Material for this exercise
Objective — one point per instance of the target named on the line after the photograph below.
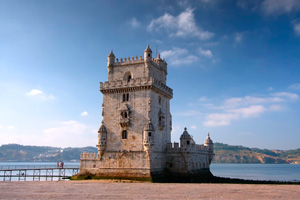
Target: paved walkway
(110, 190)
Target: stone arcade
(134, 140)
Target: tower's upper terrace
(137, 67)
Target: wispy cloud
(238, 37)
(179, 56)
(134, 22)
(69, 131)
(183, 25)
(295, 86)
(40, 94)
(287, 95)
(296, 27)
(248, 106)
(7, 127)
(205, 53)
(84, 113)
(278, 7)
(193, 127)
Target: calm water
(279, 172)
(35, 165)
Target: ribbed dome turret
(148, 49)
(149, 126)
(185, 134)
(111, 54)
(208, 140)
(102, 129)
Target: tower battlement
(134, 139)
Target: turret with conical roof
(149, 135)
(148, 54)
(102, 138)
(110, 58)
(186, 140)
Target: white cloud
(205, 53)
(238, 37)
(254, 110)
(40, 94)
(10, 127)
(203, 98)
(276, 107)
(278, 7)
(134, 22)
(248, 106)
(74, 132)
(296, 26)
(183, 25)
(249, 100)
(288, 95)
(295, 86)
(193, 127)
(34, 92)
(220, 119)
(179, 56)
(84, 113)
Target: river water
(277, 172)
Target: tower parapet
(134, 139)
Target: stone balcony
(134, 83)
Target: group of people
(60, 165)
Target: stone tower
(136, 125)
(134, 139)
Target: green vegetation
(224, 153)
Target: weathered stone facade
(134, 140)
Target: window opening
(124, 134)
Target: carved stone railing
(174, 147)
(108, 85)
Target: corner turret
(102, 135)
(186, 140)
(148, 54)
(111, 58)
(148, 135)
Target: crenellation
(134, 139)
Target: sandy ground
(109, 190)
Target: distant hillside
(224, 153)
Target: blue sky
(233, 66)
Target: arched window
(124, 134)
(127, 76)
(125, 97)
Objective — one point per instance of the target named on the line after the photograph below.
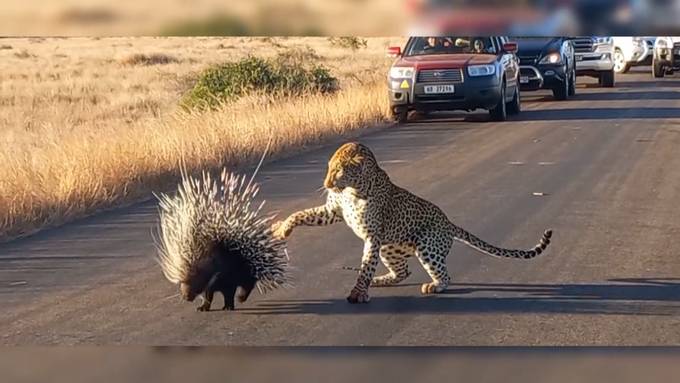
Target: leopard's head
(353, 165)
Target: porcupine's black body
(227, 272)
(213, 238)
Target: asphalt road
(607, 162)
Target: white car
(666, 58)
(595, 58)
(632, 51)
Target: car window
(450, 45)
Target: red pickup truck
(455, 73)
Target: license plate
(434, 89)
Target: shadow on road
(648, 84)
(614, 96)
(599, 114)
(656, 297)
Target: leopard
(394, 224)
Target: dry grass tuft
(81, 132)
(23, 54)
(149, 59)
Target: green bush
(286, 75)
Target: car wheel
(620, 64)
(657, 69)
(607, 79)
(400, 116)
(515, 105)
(499, 112)
(561, 92)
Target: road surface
(606, 164)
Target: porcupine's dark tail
(471, 240)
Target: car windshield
(449, 45)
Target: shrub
(285, 75)
(351, 42)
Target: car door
(568, 54)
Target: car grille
(583, 45)
(440, 75)
(528, 60)
(528, 72)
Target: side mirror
(394, 51)
(510, 47)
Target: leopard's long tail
(471, 240)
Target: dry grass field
(90, 123)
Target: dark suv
(455, 73)
(547, 63)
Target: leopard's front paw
(358, 296)
(281, 230)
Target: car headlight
(552, 58)
(401, 72)
(481, 70)
(603, 40)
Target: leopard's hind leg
(395, 260)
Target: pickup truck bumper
(470, 94)
(541, 77)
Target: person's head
(478, 45)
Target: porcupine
(212, 239)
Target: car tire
(515, 106)
(400, 116)
(657, 70)
(607, 79)
(499, 112)
(620, 64)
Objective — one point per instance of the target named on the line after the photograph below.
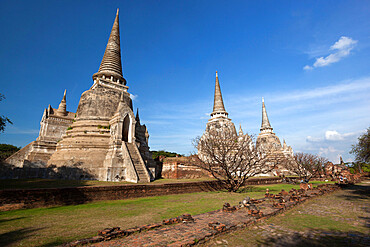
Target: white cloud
(313, 139)
(341, 48)
(343, 43)
(133, 96)
(332, 135)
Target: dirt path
(339, 219)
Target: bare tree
(307, 165)
(229, 158)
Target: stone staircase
(137, 161)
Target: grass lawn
(57, 225)
(55, 183)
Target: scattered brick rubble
(205, 226)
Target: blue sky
(309, 59)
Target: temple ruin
(103, 138)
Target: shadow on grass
(319, 238)
(12, 237)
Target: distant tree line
(156, 154)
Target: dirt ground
(338, 219)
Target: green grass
(337, 219)
(55, 183)
(57, 225)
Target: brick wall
(32, 198)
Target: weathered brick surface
(202, 227)
(32, 198)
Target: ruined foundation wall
(32, 198)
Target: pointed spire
(284, 144)
(218, 104)
(111, 66)
(240, 130)
(62, 109)
(265, 120)
(137, 118)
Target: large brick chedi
(105, 139)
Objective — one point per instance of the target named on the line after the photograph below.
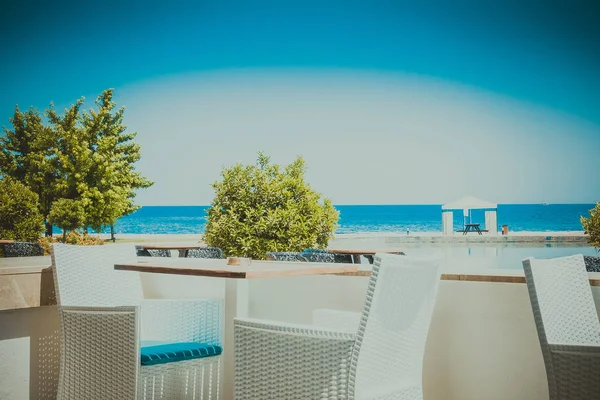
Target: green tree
(592, 226)
(67, 214)
(28, 153)
(111, 181)
(20, 218)
(263, 207)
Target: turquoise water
(371, 218)
(466, 257)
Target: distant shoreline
(391, 238)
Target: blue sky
(530, 67)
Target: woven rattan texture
(592, 264)
(567, 325)
(376, 355)
(100, 352)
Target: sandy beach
(356, 239)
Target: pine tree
(111, 180)
(28, 153)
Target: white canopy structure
(467, 204)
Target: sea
(371, 218)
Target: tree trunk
(48, 229)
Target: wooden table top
(173, 246)
(362, 251)
(220, 269)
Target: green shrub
(20, 218)
(264, 207)
(67, 214)
(73, 237)
(592, 226)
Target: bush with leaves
(592, 226)
(73, 237)
(264, 207)
(67, 214)
(20, 218)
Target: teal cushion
(172, 352)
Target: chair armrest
(276, 327)
(182, 320)
(99, 349)
(334, 319)
(289, 361)
(590, 350)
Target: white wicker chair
(374, 355)
(567, 324)
(103, 318)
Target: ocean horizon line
(388, 204)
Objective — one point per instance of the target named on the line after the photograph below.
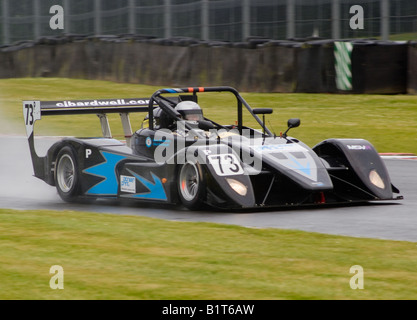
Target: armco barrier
(379, 67)
(260, 65)
(412, 68)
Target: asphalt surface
(395, 220)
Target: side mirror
(294, 123)
(205, 125)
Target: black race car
(179, 156)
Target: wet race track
(396, 220)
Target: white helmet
(190, 111)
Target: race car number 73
(31, 113)
(226, 164)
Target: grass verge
(129, 257)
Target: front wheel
(66, 175)
(191, 185)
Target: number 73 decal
(226, 164)
(31, 113)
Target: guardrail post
(205, 34)
(6, 22)
(97, 17)
(132, 16)
(36, 19)
(67, 13)
(245, 19)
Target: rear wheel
(191, 185)
(66, 175)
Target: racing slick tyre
(66, 175)
(191, 185)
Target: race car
(179, 156)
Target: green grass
(389, 122)
(129, 257)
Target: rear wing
(35, 110)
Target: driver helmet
(190, 111)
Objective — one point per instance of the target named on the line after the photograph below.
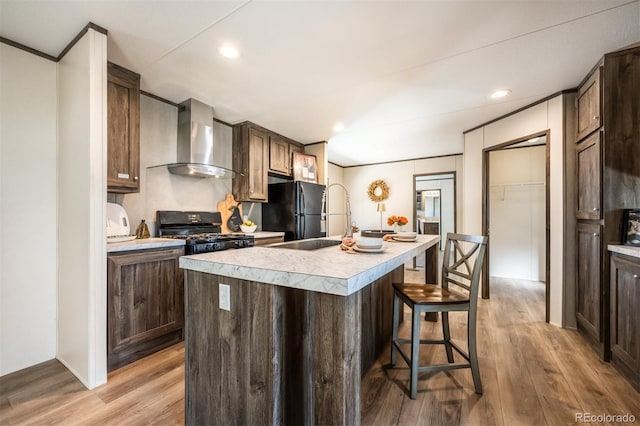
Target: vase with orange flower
(398, 222)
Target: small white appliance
(118, 228)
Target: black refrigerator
(294, 208)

Aim of the exercise
Every line of the listing above is to be retyped exactly, but the pictures are to be dropped.

Your response
Objective — one point per instance of the target named on the line after the photograph below.
Target: paved walkway
(110, 190)
Target: stone arcade
(134, 140)
Target: tower's upper terrace
(137, 67)
Target: wispy cloud
(238, 37)
(179, 56)
(134, 22)
(69, 131)
(183, 25)
(295, 86)
(40, 94)
(287, 95)
(296, 27)
(248, 106)
(7, 127)
(205, 53)
(84, 113)
(278, 7)
(193, 127)
Target: calm water
(279, 172)
(35, 165)
Target: ribbed dome turret
(148, 49)
(149, 126)
(185, 134)
(111, 54)
(208, 140)
(102, 129)
Target: tower battlement
(134, 139)
Target: turret with conical roof
(149, 135)
(148, 54)
(102, 138)
(110, 58)
(186, 140)
Target: white cloud
(205, 53)
(238, 37)
(254, 110)
(40, 94)
(10, 127)
(203, 98)
(276, 107)
(278, 7)
(134, 22)
(248, 106)
(74, 132)
(296, 26)
(183, 25)
(249, 100)
(288, 95)
(295, 86)
(193, 127)
(34, 92)
(220, 119)
(179, 56)
(84, 113)
Target: river water
(277, 172)
Target: tower parapet
(134, 139)
Target: stone balcony
(134, 83)
Target: group of people
(60, 165)
Target: stone tower
(136, 125)
(134, 139)
Target: green vegetation
(224, 153)
Target: weathered stone facade
(134, 140)
Target: window opening
(124, 134)
Target: carved stone railing
(174, 147)
(108, 85)
Target: corner turret
(102, 135)
(186, 140)
(148, 54)
(111, 58)
(148, 135)
Target: crenellation
(134, 139)
Target: sandy ground
(109, 190)
Target: distant hillside
(224, 153)
Target: blue sky
(233, 66)
Target: arched window
(124, 134)
(127, 76)
(125, 97)
Objective — one point per instance of the target named on the line after the photograph below.
Target: leopard's head
(353, 165)
Target: porcupine's black body
(227, 272)
(213, 238)
Target: asphalt road
(607, 162)
Target: white car
(666, 58)
(595, 58)
(632, 51)
Target: car window
(450, 45)
Target: red pickup truck
(455, 73)
Target: license plate
(434, 89)
Target: shadow on road
(648, 84)
(614, 96)
(599, 114)
(656, 297)
Target: leopard
(394, 224)
Target: dry grass tuft
(81, 132)
(23, 54)
(149, 59)
Target: green bush
(286, 75)
Target: car wheel
(620, 64)
(657, 69)
(607, 79)
(400, 116)
(515, 105)
(499, 112)
(561, 92)
Target: road surface
(606, 164)
Target: porcupine's dark tail
(471, 240)
Target: car windshield
(449, 45)
Target: shrub
(285, 75)
(351, 42)
Target: car door
(568, 54)
Target: car grille
(583, 45)
(440, 75)
(528, 60)
(528, 72)
Target: side mirror
(394, 51)
(510, 47)
Target: leopard's long tail
(471, 240)
Target: dry grass field
(90, 123)
Target: dark suv
(455, 73)
(547, 63)
Target: leopard's front paw
(358, 296)
(281, 230)
Target: car headlight
(552, 58)
(401, 72)
(481, 70)
(603, 40)
Target: leopard's hind leg
(395, 260)
Target: pickup truck bumper
(470, 94)
(541, 77)
Target: person's head
(478, 45)
Target: porcupine
(212, 239)
Target: car tire
(515, 106)
(400, 116)
(657, 70)
(607, 79)
(499, 112)
(620, 64)
Objective — one point per instance of the target named on the line after the photograph below.
Target: white cloud
(313, 139)
(341, 48)
(343, 43)
(133, 96)
(332, 135)
Target: dirt path
(339, 219)
Target: bare tree
(307, 165)
(229, 158)
Target: stone staircase
(137, 161)
Target: grass lawn
(57, 225)
(55, 183)
Target: scattered brick rubble
(205, 226)
Target: blue sky
(309, 59)
Target: temple ruin
(103, 138)
Target: shadow on grass
(319, 238)
(12, 237)
Target: distant tree line
(156, 154)
Target: dirt ground
(338, 219)
Target: green grass
(337, 219)
(55, 183)
(57, 225)
Target: brick wall
(32, 198)
Target: weathered brick surface
(202, 227)
(32, 198)
Target: ruined foundation wall
(32, 198)
Target: pointed spire
(284, 144)
(218, 104)
(111, 66)
(240, 130)
(62, 109)
(265, 120)
(137, 118)
Target: large brick chedi
(105, 139)
Objective — one point per instance of the target named on the line after the photograph below.
Target: green tree
(592, 226)
(67, 214)
(28, 153)
(111, 181)
(20, 218)
(263, 207)
Target: turquoise water
(371, 218)
(466, 257)
Target: distant shoreline
(391, 238)
Target: blue sky
(530, 67)
Target: woven rattan texture
(592, 264)
(567, 325)
(376, 355)
(100, 352)
Target: sandy beach
(356, 239)
Target: pine tree
(111, 180)
(28, 153)
Target: white canopy structure
(467, 204)
Target: sea
(371, 218)
Target: tree trunk
(48, 229)
Target: wooden table top
(173, 246)
(362, 251)
(220, 269)
Target: green shrub
(20, 218)
(264, 207)
(67, 214)
(73, 237)
(592, 226)
Target: bush with leaves
(592, 226)
(73, 237)
(264, 207)
(67, 214)
(20, 218)
Target: teal cushion
(172, 352)
Target: chair armrest
(276, 327)
(182, 320)
(99, 349)
(334, 319)
(289, 361)
(590, 350)
Target: white wicker chair
(374, 355)
(567, 324)
(103, 318)
Target: ocean horizon line
(388, 204)
Objective — one point per instance of the target named on the line after the photograph below.
Target: armco barrier
(379, 67)
(260, 65)
(412, 68)
Target: asphalt surface
(395, 220)
Target: side mirror
(294, 123)
(205, 125)
Target: black race car
(179, 156)
Target: wet race track
(396, 220)
Target: white helmet
(190, 111)
Target: race car number 73
(31, 113)
(226, 164)
Target: grass verge
(129, 257)
Target: front wheel
(66, 175)
(191, 185)
Target: number 73 decal
(226, 164)
(31, 113)
Target: guardrail post
(205, 34)
(6, 22)
(97, 17)
(132, 16)
(36, 19)
(67, 13)
(245, 19)
Target: rear wheel
(191, 185)
(66, 175)
Target: racing slick tyre
(66, 175)
(191, 185)
Target: race car
(179, 156)
Target: green grass
(389, 122)
(129, 257)
Target: rear wing
(35, 110)
Target: driver helmet
(190, 111)
Objective — one point per instance of the target named on the line after the photograph below.
Target: vase with orange flower
(398, 222)
Target: small white appliance
(118, 228)
Target: black refrigerator
(294, 208)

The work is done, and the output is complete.